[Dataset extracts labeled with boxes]

------------------------------------------------

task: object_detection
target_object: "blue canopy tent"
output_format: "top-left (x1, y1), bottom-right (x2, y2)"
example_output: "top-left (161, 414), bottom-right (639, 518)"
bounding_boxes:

------------------------------------------------

Exercise
Write out all of the records above line for line, with no change to any character.

Solution
task: object_detection
target_object: "blue canopy tent"
output_format: "top-left (x1, y1), bottom-right (x2, y2)"
example_output: "top-left (161, 414), bottom-right (639, 518)"
bounding_boxes:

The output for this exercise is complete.